▶ **Exercise prompt**
Among the lines below, which ones contain the word "field"? Copy every such line.

--- START ---

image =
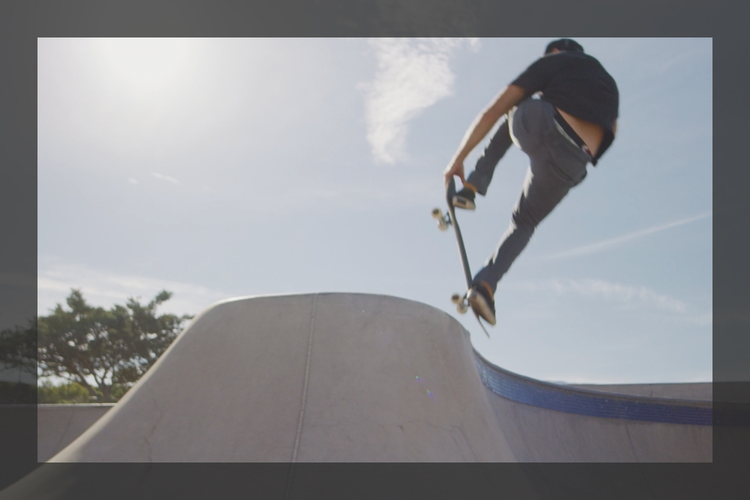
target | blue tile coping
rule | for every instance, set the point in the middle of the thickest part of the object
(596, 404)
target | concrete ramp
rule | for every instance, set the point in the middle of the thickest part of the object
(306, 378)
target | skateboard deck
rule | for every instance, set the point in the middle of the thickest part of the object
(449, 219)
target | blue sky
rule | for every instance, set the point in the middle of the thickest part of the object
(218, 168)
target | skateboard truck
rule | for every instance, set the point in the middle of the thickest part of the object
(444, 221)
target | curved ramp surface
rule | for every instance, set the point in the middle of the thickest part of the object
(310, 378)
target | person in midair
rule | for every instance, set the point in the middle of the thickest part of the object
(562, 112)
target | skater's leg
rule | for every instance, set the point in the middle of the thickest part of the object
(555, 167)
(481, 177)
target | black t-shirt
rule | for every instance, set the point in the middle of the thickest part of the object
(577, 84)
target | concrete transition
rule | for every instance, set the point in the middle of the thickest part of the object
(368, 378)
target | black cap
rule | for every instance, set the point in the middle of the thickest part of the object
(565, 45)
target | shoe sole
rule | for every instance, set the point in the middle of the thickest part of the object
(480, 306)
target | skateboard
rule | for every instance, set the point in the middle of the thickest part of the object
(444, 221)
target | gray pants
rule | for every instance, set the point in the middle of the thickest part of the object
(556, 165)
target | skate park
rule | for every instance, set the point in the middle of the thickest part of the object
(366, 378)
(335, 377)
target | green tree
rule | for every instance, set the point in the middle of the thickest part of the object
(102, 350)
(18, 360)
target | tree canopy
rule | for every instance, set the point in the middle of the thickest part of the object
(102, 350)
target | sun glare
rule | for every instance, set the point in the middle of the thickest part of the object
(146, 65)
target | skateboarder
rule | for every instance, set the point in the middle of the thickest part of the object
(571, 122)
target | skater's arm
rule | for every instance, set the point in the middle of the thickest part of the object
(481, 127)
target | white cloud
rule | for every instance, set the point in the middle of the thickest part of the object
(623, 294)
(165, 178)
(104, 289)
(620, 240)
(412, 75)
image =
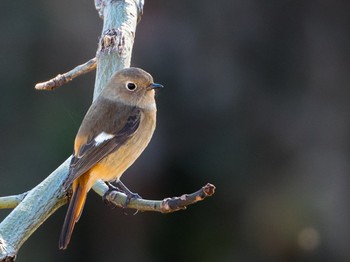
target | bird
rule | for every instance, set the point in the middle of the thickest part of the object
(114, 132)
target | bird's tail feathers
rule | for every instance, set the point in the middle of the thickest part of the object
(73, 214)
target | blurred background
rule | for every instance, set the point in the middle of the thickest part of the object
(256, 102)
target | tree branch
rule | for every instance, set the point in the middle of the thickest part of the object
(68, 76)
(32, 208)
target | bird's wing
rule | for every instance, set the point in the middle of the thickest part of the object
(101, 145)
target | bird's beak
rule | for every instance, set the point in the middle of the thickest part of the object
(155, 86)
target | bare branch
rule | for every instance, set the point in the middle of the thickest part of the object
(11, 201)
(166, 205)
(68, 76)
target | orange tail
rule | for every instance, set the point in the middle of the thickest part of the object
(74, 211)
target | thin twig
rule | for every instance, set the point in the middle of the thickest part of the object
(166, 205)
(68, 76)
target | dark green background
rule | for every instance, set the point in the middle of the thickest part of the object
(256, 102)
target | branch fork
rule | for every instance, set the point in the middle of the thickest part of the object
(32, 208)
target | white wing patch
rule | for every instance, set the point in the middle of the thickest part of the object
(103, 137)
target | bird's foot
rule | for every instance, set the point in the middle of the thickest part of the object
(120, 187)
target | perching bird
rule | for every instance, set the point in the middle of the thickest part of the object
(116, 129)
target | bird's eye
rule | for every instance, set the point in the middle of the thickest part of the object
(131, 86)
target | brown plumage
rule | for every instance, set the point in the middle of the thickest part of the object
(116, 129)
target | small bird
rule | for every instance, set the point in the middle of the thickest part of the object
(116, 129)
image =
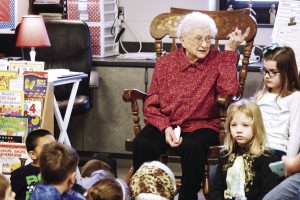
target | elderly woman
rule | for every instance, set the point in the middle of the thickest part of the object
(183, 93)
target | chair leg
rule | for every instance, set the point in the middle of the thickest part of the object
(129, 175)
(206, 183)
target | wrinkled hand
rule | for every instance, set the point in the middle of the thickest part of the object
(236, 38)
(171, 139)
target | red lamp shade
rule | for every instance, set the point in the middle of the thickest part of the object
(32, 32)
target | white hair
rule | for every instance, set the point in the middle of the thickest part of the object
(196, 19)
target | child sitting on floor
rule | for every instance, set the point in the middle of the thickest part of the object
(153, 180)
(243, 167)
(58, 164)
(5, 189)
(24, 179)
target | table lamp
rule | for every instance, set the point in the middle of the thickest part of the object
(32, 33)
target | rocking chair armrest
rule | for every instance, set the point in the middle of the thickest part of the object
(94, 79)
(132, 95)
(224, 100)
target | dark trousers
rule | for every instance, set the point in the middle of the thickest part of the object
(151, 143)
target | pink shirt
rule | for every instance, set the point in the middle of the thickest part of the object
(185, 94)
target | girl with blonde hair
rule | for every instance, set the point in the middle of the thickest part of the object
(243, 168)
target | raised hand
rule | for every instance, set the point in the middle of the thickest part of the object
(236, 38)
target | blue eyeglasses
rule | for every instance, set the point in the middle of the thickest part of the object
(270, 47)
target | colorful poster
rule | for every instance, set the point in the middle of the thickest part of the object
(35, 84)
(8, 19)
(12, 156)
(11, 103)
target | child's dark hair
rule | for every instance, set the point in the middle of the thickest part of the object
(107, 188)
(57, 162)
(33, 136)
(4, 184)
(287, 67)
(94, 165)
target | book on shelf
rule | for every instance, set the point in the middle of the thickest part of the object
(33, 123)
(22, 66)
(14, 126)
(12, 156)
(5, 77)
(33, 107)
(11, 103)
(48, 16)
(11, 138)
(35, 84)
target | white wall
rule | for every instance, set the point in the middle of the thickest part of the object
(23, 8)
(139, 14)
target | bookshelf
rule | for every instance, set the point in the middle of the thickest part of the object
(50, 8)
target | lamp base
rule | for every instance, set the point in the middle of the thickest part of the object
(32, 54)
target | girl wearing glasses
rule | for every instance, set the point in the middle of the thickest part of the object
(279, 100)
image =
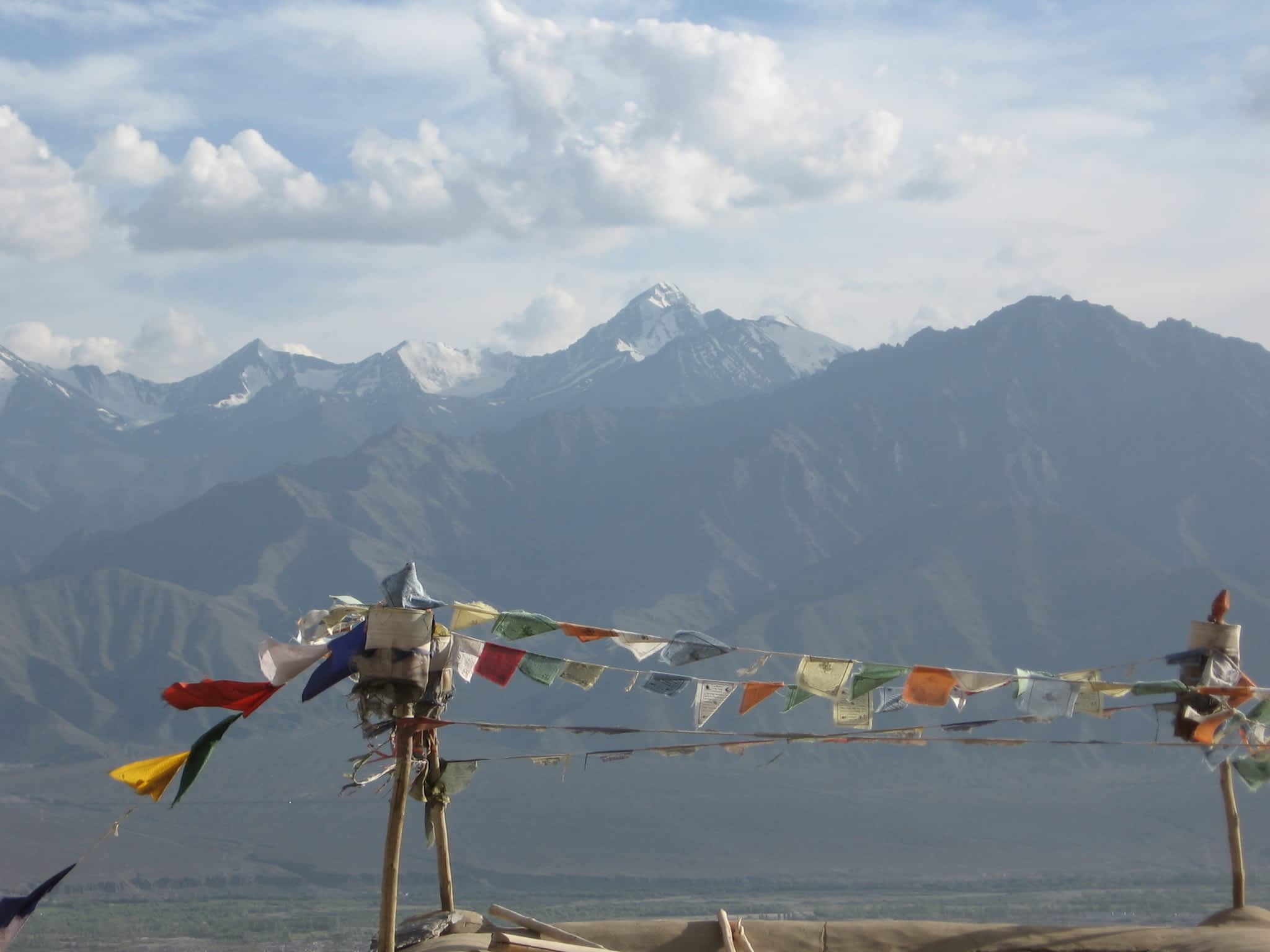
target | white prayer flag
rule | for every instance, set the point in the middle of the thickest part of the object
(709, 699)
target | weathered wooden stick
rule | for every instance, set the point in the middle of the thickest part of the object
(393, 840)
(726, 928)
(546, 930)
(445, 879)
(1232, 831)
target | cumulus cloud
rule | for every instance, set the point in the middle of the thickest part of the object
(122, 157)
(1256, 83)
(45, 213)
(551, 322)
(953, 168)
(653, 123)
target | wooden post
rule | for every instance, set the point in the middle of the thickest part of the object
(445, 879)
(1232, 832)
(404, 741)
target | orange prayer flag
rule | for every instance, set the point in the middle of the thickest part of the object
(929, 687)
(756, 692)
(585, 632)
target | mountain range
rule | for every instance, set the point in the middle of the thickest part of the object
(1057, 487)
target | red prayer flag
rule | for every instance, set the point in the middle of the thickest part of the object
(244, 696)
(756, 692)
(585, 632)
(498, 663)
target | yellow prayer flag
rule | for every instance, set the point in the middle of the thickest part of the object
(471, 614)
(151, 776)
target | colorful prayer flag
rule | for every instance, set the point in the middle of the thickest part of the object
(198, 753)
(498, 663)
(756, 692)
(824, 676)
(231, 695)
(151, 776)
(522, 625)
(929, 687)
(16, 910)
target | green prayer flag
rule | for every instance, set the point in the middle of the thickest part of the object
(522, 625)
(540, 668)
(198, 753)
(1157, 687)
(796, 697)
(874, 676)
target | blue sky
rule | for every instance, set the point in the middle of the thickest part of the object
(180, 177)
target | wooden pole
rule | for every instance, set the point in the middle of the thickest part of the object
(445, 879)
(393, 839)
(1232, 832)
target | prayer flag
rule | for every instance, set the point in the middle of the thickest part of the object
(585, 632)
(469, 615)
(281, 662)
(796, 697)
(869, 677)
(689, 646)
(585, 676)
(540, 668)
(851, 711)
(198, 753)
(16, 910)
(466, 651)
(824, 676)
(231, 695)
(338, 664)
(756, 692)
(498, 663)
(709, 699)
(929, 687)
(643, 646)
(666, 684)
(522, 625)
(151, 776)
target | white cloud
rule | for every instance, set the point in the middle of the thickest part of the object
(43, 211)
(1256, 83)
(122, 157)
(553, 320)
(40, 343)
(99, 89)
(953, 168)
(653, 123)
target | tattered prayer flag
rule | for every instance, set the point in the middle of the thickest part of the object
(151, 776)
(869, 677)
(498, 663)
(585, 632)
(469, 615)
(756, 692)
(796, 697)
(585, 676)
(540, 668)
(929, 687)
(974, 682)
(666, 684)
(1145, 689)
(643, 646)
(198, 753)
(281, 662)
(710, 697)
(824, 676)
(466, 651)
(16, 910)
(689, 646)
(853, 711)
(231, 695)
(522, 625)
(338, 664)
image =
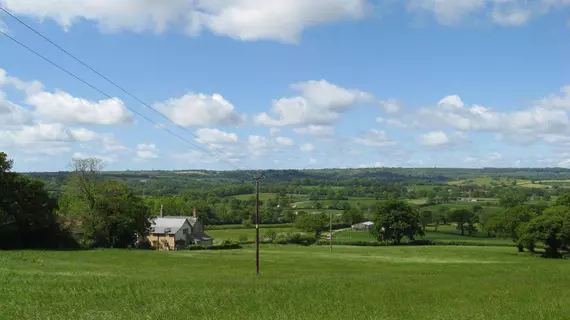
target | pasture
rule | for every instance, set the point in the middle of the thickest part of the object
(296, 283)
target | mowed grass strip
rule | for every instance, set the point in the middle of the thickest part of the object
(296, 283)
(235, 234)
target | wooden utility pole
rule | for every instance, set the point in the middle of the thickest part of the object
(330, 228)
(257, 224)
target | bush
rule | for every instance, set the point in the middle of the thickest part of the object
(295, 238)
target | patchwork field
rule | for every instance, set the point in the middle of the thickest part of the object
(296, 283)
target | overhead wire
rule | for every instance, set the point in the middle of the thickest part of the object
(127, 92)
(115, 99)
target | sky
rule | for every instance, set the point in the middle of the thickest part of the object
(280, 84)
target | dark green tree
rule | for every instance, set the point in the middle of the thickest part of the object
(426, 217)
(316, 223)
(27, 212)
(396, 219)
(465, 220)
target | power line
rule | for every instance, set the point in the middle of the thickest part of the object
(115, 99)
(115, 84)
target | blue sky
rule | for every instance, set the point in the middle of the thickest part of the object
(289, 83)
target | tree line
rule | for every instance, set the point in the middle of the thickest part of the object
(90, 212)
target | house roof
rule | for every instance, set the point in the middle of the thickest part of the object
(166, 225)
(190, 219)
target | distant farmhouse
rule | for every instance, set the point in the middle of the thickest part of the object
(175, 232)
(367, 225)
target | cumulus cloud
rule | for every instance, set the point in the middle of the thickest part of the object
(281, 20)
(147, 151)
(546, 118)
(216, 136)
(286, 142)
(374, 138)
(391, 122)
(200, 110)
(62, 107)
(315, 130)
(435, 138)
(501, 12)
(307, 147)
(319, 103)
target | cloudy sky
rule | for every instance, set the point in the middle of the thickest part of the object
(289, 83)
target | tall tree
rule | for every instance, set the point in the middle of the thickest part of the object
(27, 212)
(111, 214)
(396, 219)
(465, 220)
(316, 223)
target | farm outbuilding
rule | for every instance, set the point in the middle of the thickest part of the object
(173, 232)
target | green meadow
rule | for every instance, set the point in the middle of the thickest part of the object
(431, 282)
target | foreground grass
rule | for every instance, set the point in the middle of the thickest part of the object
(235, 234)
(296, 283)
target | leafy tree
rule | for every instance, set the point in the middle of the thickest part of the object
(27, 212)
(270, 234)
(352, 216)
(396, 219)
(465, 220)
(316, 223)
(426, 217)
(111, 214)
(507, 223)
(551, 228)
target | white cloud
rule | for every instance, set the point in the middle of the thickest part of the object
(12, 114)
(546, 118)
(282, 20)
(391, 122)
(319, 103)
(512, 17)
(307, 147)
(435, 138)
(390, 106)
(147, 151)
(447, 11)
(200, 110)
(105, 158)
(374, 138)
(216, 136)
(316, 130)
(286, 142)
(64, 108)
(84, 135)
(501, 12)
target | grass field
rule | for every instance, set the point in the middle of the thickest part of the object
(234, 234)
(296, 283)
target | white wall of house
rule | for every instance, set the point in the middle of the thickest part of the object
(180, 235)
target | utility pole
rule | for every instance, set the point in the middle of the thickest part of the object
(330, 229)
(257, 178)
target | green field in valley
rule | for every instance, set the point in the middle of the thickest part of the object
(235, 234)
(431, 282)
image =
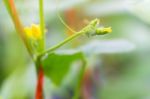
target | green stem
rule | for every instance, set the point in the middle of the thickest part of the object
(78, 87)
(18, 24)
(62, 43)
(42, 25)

--- END ---

▶ **Response for this exercise**
target | patchwork field
target | grass field
target | green field in valley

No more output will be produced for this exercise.